## EXERCISE OBJECTIVE
Can you convert the material below into a numbered list with one item per line, leaving out any blank lines?

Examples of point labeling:
╭──

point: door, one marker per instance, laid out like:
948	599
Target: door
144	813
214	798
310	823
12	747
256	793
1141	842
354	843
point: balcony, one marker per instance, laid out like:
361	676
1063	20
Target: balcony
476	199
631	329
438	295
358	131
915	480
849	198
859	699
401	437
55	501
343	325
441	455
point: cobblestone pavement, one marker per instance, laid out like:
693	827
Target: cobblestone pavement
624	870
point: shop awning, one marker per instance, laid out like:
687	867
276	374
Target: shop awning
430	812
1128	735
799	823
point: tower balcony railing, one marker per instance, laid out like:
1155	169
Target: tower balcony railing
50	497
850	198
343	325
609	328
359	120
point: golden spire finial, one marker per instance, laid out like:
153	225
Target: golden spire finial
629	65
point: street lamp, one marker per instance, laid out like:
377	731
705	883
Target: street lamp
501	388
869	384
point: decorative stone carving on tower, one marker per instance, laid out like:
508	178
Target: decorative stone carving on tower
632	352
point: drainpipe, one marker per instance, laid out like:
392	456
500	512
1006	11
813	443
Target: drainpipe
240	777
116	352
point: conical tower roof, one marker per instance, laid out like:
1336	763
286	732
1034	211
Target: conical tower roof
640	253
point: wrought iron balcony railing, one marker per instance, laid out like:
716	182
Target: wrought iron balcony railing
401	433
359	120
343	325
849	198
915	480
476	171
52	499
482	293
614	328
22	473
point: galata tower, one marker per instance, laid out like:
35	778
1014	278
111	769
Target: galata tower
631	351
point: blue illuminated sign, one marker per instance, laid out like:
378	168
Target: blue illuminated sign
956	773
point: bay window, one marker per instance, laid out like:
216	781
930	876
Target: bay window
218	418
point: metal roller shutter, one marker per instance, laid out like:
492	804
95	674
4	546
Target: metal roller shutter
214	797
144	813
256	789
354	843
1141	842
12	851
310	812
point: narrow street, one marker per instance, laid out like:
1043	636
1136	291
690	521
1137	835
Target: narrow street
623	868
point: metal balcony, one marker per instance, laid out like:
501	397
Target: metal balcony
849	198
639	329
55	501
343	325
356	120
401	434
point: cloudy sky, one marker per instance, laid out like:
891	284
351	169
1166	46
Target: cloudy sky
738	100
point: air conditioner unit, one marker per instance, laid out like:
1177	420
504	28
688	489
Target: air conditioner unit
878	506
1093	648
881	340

╰──

## TASK ANSWER
1. point: door, one marker per instance, laid out like:
2. 948	599
3. Target: door
4. 144	813
5. 214	798
6. 310	823
7. 12	747
8. 256	793
9. 1141	842
10. 354	843
11. point: balcony, one marker per instance, laid out like:
12. 361	676
13. 1063	20
14. Target: balcony
15. 476	199
16. 631	329
17. 438	295
18. 358	131
19. 915	480
20. 849	198
21. 859	699
22. 401	437
23. 55	501
24. 343	325
25. 441	455
26. point: cobblestone pavement, one marker per instance, laid out like:
27. 693	827
28. Target: cobblestone pavement
29. 624	870
30. point: shop awning, one marker per instance, laid out like:
31. 687	867
32. 276	374
33. Target: shop awning
34. 430	812
35. 1128	735
36. 799	823
37. point: tower balcony railing, one marker per instance, laid out like:
38. 1155	169
39. Target: tower balcony railing
40. 50	497
41. 850	198
42. 343	325
43. 609	328
44. 359	120
45. point: golden spire finial, one marker per instance, laid out like:
46. 153	225
47. Target: golden spire finial
48. 629	65
49. point: street lamp, one marker per instance, laid out like:
50. 377	731
51. 705	883
52. Target: street lamp
53. 501	388
54. 869	384
55. point: decorative stone carving on tower, one marker per instance, laid out like:
56. 508	178
57. Target: decorative stone carving on tower
58. 632	352
59. point: drainpipe, one marker per instance, laid out like:
60. 392	456
61. 500	512
62. 1006	11
63. 813	443
64. Target: drainpipe
65. 240	777
66. 116	352
67. point: conical tower roof, one marker per instance, laid out like:
68. 1336	763
69. 286	732
70. 1034	211
71. Target: conical tower roof
72. 640	253
73. point: wrought iron balcony railing, one marker per instance, laid out like:
74. 716	182
75. Target: wrought iron balcony railing
76. 401	433
77. 359	120
78. 343	325
79. 849	198
80. 915	480
81. 476	171
82. 52	499
83. 482	293
84. 614	328
85. 22	473
86. point: galata tower, one marker per instance, laid out like:
87. 35	778
88. 1014	278
89. 111	769
90. Target: galata tower
91. 631	351
92. point: blue illuminated sign, one marker per instance, laid out like:
93. 378	168
94. Target: blue illuminated sign
95. 956	773
96. point: bay window, one marker per instance, laid out like:
97. 216	781
98. 930	876
99. Target: bay window
100. 218	418
101. point: metal roller shutter, one marker per instance, laid out like:
102. 492	804
103. 95	674
104. 4	546
105. Target: metal roller shutter
106. 214	797
107. 144	813
108. 256	789
109. 354	843
110. 1141	842
111. 12	851
112. 310	812
113. point: narrow street, one marker per instance, laid out like:
114. 1043	636
115. 1136	291
116. 690	521
117. 1137	835
118. Target: narrow street
119. 623	868
120. point: metal balcony, one marker per instance, laid out like:
121. 501	397
122. Target: metal balcony
123. 849	198
124. 639	329
125. 55	501
126. 343	325
127. 356	120
128. 401	434
129. point: cloudy sky, one marker per instance, laid out like:
130. 891	284
131. 351	169
132. 1166	46
133. Target: cloudy sky
134. 738	100
135. point: air conditioner unit, one marker per instance, laid out like:
136. 1177	420
137. 504	28
138. 688	489
139. Target: air conditioner unit
140. 878	506
141. 1093	648
142. 881	340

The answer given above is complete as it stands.